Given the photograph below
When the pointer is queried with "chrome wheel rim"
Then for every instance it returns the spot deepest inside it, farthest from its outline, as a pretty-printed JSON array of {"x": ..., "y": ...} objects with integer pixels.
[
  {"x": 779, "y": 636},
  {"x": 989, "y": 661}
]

-.-.-

### Short task
Lay out each line of the records above as a row in a Markdown table with the columns Number and Line, skipping any blank lines.

### Completed task
| Number | Line |
|---|---|
| 1 | Given the photograph below |
| 2 | When the pointer is queried with "chrome wheel rim" |
| 3 | Then for every instance it returns the spot deepest inside it, farthest from its outline, as a pretty-printed JSON array of {"x": ..., "y": ...} objects with integer pixels. |
| 4 | [ |
| 5 |   {"x": 779, "y": 636}, |
| 6 |   {"x": 989, "y": 661} |
| 7 | ] |